■ **EXPLORE THE MATERIAL**:
(1) In the text on Syria policy below, does each statement agree with it? (a) Russia has chosen the Shiite side of the larger war. (b) The U.S. first outsourced the funding, arms and training of rebels to Jordan and Egypt. (c) Admiral William McRaven strongly urged sending U.S. troops. Answer yes or no for each, and quote the words from the text that decide it.
(2) Write out the part of the text on Syria policy that starts with "The clear implication" and goes on through "it is feckless.", word for word.

■ **EXTRACT PROVIDED**:
......
Long involved in the repression of Sunni Caucasian nationalists, although the Chechen war only took on religious overtones in its second incarnation (2002-2007), Russia has chosen the Shiite side of the larger war. Even the idea of a nuclear Iran does not disturb Russia as much as the idea of shoulder-fired anti-aircraft weapons in the hands of Sunni terrorists. Russia preferred secular despots in the Middle East as well — Saddam, Assad father and son, Nasser — who would repress the Muslim Brotherhood and other internationalist Sunnis. The despots obliged. Nasser outlawed the Brotherhood, Assad killed tens of thousands in Hama, and Saddam ran a savagely secular state to ensure that his minority Sunnis could remain in power. Russia’s commitment to Bashar Assad should not be underestimated.
And with shades of the Cold War, as Russia supports the Syrian regime, the U.S. has moved closer and closer to military involvement. Our first choice was to outsource the funding, arms and training of rebels to Turkey, Qatar and Saudi Arabia who chose, naturally enough, expansionist Sunni groups hoping to push Iranian-supported Shiites out of power. American arms are intended to end up with the Free Syrian Army, but according to David Ignatius “Islamist fighters…have formed the backbone of the Free Syrian Army for nearly two years. The Syrian opposition is almost entirely Sunni Muslim, and the Islamists (especially al-Nusra’s recruits) have been among the best fighters.”
The clear implication is that regardless of what they say to the U.S. to win our support, their long-term aims may be incompatible with ours. The possibility remains for direct U.S. military involvement, although hard on the heels of Hagel’s statement about arming rebels, U.S. Special Operations Commander Admiral William McRaven strongly warned against considering the use of U.S. troops.
If American policy in Syria seems feckless, it is because it is feckless.
The President initially tried to “win” Assad to the West by sending envoys and lifting parts of the embargo. But Assad was not “won,” and when he turned his army on his people, the President, apparently trying to satisfy American sensibilities with rhetoric, demanded that he step down. Assad did not step down and rebel bands struck back, which did not displease the President, who was perhaps hoping that the rebels could do what his words alone could not do — get rid of Assad quickly and without American involvement. The discovery that some rebels have serious jihadist tendencies offended American sensibilities, so the U.S. declined to “arm the rebels.” That refusal apparently satisfied American public opinion, which leans heavily against any involvement in Syria; but the grossness of the slaughter, particularly the use of chemicals, did offend American sensibilities. The President’s sliding “red line” on the use of chemical weapons offended some parties and satisfied others. Claiming to find “moderate, secular rebels” will satisfy some, but the admitted interconnectedness of the rebels — and the fact that the Islamists are far and away the best fighters — will continue to worry others.
......
■ **Source records**:
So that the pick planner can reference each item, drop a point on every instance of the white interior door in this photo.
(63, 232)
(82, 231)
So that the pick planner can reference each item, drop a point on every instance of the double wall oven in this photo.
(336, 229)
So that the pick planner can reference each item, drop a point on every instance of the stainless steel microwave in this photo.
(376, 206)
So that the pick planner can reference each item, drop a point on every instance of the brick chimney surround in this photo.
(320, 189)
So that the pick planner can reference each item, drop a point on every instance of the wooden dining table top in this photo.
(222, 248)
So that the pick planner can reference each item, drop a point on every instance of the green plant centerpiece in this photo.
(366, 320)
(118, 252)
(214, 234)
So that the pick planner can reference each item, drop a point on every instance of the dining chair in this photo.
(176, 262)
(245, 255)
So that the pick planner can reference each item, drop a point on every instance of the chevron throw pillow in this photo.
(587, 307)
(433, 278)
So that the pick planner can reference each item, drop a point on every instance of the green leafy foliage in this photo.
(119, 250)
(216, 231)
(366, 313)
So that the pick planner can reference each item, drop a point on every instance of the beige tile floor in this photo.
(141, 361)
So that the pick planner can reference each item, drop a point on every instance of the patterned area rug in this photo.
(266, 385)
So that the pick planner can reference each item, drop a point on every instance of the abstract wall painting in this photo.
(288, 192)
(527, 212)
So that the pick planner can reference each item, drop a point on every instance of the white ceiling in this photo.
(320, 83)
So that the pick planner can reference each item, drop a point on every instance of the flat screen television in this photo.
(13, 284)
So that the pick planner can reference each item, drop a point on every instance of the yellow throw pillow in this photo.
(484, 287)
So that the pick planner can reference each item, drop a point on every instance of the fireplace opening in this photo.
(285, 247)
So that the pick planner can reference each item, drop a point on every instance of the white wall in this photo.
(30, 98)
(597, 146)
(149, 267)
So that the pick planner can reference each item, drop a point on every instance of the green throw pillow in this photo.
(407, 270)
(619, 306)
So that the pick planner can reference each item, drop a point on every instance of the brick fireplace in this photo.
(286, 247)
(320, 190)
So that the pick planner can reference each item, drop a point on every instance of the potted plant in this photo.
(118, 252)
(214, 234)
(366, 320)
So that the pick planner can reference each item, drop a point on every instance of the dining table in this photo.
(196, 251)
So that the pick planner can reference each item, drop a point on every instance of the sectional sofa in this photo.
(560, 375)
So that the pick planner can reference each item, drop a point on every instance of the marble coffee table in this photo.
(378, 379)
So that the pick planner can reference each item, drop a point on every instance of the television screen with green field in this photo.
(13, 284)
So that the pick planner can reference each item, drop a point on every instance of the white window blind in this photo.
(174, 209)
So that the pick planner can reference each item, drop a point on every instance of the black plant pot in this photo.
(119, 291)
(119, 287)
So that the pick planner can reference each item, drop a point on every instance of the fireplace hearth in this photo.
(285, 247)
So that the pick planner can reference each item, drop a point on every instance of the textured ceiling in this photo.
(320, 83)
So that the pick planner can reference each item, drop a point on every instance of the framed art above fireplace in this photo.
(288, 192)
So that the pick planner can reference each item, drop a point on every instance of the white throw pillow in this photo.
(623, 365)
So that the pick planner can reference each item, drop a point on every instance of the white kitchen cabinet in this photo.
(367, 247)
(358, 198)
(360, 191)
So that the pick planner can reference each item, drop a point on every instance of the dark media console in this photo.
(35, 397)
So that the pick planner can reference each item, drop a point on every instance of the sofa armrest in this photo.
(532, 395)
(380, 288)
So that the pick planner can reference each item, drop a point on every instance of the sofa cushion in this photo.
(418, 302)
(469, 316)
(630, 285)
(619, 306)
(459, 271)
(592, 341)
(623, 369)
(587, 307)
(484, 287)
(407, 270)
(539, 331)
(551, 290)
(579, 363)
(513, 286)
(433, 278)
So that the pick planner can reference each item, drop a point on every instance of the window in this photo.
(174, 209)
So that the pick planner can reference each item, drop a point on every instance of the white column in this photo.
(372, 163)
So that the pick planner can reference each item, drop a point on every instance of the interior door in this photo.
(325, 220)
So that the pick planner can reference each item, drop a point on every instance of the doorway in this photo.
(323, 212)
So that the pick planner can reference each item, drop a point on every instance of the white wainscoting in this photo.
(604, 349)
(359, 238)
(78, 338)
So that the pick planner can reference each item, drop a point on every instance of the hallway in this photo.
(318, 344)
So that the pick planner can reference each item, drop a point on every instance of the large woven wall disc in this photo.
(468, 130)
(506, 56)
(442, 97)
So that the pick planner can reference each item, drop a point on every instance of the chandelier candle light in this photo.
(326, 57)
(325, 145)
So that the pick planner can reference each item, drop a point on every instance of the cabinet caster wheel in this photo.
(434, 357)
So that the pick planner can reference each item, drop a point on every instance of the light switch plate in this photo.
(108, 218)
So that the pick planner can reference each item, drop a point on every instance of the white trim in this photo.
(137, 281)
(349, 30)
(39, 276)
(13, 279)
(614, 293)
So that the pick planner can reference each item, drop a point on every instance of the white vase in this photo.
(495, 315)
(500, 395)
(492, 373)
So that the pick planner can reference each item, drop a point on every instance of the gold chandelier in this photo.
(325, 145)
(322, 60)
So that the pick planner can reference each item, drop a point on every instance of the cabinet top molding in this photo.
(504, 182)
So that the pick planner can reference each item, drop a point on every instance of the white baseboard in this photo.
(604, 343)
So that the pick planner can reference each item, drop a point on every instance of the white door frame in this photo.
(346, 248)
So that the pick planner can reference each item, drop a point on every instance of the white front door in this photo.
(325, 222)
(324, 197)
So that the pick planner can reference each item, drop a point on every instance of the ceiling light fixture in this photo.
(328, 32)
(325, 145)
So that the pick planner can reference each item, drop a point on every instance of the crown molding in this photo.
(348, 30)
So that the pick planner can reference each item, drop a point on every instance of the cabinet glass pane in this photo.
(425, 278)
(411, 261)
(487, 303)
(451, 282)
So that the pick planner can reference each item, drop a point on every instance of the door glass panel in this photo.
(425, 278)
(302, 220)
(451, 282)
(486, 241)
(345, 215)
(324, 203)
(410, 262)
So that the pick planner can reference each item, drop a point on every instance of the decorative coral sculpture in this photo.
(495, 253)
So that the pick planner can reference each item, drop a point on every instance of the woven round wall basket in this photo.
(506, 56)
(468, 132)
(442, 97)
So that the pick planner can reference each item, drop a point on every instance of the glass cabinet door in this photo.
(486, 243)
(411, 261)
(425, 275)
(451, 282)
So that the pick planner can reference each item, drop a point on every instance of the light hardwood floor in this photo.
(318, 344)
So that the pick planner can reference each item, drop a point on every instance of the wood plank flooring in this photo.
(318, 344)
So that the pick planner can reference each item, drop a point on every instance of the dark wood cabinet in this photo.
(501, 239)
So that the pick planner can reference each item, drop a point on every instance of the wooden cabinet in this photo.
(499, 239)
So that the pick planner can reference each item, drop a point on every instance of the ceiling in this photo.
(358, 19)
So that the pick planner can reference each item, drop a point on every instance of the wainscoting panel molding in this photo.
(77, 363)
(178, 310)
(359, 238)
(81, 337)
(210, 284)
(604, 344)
......
■ **RESULTS IN ORDER**:
(1)
(a) Yes: "Russia has chosen the Shiite side of the larger war."
(b) No: "Our first choice was to outsource the funding, arms and training of rebels to Turkey, Qatar and Saudi Arabia"
(c) No: "U.S. Special Operations Commander Admiral William McRaven strongly warned against considering the use of U.S. troops."

(2)
The clear implication is that regardless of what they say to the U.S. to win our support, their long-term aims may be incompatible with ours. The possibility remains for direct U.S. military involvement, although hard on the heels of Hagel’s statement about arming rebels, U.S. Special Operations Commander Admiral William McRaven strongly warned against considering the use of U.S. troops.
If American policy in Syria seems feckless, it is because it is feckless.